___ Extracto del documento ___

ANÁLISIS | Elecciones primarias en Argentina
El arrase de Cristina Kirchner deja sin brújula a la oposición
La presidenta argentina tuvo un triunfo aplastante en el debut de las primarias abiertas del domingo, lo que convierte a la primera vuelta electoral de octubre en un mero trámite. El hundimiento opositor y la profundización del personalismo, claves de la era que viene.
Daniel GALVALIZI | Escritor
La estrategia dio resultado. Centrar la campaña en Cristina Fernández de Kirchner como figura excluyente, alejada de la gresca política y moderando su discurso, le deparó una aplastante victoria que eclipsó a todos los dirigentes del proyecto político que encabeza.
Desde la muerte del ex presidente Néstor Kirchner, su esposa -que ya venía repuntando en las encuestas- recibió el lógico efecto de empatía por buena parte de la opinión pública, que le perdonó defectos y errores.
La presidenta ganó donde siempre le fue bien y le fue un poco mejor donde le solía ser esquivo: fue sólida en la Patagonia con amplia ventaja, fue un huracán en el noroeste y noreste (más pobre y donde la subsistencia vinculada a las ayudas públicas es muy alta) y tuvo sus grises en la denominada región centro (la llanura pampeana), que concentra el 80% del electorado con los cuatro distritos más populosos.

___ Datos mostrados ___

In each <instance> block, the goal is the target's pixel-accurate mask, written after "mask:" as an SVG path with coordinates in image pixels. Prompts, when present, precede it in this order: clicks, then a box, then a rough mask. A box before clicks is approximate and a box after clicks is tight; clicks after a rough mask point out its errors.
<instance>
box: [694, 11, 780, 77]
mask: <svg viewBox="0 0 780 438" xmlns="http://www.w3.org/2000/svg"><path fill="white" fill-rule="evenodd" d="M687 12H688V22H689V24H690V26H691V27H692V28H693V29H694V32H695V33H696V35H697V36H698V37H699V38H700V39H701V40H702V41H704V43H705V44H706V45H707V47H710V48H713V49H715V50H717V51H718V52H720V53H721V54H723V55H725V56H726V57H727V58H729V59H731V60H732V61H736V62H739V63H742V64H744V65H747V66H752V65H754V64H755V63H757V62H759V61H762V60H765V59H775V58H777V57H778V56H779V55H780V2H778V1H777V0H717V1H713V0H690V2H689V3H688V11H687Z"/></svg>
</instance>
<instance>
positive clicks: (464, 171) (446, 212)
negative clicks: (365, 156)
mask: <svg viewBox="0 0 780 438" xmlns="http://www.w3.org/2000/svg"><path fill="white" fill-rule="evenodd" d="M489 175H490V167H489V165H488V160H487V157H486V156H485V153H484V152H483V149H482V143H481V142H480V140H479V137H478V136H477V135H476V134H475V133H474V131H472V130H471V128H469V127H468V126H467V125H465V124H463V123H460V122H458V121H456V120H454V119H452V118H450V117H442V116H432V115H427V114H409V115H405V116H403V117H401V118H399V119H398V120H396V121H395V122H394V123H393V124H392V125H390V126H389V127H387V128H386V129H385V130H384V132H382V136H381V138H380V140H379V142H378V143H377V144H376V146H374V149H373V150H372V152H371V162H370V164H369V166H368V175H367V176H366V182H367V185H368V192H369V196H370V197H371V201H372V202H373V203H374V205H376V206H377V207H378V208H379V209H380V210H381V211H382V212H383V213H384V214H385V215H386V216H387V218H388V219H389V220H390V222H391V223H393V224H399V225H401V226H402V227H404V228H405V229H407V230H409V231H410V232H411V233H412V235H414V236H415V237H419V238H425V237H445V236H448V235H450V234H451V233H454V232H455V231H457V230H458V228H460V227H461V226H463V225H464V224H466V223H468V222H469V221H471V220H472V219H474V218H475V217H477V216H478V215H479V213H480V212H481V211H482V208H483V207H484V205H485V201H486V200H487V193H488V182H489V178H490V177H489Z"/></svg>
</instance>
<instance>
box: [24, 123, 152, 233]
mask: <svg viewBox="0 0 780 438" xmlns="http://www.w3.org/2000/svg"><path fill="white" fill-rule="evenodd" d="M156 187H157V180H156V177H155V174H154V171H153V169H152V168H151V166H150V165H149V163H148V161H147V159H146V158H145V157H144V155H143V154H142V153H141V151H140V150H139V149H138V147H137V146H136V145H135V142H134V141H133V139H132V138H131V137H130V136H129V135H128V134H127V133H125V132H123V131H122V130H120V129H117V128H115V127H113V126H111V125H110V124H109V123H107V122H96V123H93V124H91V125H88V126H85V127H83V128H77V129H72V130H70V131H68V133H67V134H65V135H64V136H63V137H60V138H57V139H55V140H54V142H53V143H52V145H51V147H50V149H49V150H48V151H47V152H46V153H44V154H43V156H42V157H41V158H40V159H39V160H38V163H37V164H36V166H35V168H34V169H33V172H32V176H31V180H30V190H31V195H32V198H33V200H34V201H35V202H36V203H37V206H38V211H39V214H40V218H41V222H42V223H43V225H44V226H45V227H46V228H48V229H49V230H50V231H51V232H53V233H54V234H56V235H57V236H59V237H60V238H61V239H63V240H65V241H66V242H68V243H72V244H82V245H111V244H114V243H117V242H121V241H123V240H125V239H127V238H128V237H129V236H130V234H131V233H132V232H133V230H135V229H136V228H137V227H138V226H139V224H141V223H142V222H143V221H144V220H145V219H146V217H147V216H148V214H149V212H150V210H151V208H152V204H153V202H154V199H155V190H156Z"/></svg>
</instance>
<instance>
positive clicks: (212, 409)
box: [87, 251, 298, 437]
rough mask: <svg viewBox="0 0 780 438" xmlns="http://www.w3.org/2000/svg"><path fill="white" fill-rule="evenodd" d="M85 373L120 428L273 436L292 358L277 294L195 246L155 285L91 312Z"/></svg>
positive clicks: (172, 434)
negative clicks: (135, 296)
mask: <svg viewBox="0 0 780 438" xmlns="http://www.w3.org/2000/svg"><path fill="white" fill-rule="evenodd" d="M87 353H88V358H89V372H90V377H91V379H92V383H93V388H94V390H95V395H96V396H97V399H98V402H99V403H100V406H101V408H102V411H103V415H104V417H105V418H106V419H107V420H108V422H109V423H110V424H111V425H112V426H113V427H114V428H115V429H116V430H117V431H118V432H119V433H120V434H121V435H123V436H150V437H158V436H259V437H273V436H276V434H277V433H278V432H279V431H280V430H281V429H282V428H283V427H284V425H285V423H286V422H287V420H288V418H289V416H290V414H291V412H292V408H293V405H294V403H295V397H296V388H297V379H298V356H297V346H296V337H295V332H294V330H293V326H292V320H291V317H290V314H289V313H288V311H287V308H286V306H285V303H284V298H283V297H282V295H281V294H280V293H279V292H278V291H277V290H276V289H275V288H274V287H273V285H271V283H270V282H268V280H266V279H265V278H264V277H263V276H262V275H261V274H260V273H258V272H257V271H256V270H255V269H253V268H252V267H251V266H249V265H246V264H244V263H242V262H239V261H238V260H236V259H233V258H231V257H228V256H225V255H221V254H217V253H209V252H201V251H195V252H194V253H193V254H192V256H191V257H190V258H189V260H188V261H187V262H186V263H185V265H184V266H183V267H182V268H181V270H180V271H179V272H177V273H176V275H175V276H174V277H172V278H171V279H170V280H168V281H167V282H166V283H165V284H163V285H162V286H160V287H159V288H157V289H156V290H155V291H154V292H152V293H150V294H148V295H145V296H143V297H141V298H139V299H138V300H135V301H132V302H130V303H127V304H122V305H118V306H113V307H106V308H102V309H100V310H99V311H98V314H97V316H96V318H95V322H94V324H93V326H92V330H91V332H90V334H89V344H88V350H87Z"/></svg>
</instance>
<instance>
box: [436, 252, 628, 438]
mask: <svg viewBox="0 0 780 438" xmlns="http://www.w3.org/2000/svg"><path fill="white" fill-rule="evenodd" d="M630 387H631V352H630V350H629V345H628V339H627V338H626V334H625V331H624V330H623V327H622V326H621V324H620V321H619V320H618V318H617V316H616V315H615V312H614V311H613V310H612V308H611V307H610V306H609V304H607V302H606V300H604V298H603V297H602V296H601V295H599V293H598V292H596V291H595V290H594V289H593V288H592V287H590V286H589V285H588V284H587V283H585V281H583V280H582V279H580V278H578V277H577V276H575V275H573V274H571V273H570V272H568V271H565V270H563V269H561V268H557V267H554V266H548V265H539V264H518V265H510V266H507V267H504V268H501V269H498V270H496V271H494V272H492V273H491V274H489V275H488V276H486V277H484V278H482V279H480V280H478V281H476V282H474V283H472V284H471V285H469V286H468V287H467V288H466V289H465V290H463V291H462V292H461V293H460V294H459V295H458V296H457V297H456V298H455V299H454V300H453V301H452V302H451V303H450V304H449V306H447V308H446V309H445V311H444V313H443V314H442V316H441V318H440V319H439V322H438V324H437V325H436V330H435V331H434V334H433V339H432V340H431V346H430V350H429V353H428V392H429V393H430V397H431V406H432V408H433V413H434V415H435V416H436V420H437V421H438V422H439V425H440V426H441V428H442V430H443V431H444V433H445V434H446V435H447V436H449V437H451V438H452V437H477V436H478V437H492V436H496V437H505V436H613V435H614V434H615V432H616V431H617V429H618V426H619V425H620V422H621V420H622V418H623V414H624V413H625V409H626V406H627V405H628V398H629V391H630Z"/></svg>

___

Ejercicios propuestos:
**a.** Según el artículo sobre las primarias argentinas, ¿qué porcentaje del electorado concentra la región centro?
**b.** Organiza en una lista numerada las líneas de los registros que van desde el comienzo de los registros hasta la línea que contiene "box: [694, 11, 780, 77]", ambas incluidas, sin las líneas en blanco.

Lista de soluciones:
**a.** El 80% del electorado.

**b.**
1. In each <instance> block, the goal is the target's pixel-accurate mask, written after "mask:" as an SVG path with coordinates in image pixels. Prompts, when present, precede it in this order: clicks, then a box, then a rough mask. A box before clicks is approximate and a box after clicks is tight; clicks after a rough mask point out its errors.
2. <instance>
3. box: [694, 11, 780, 77]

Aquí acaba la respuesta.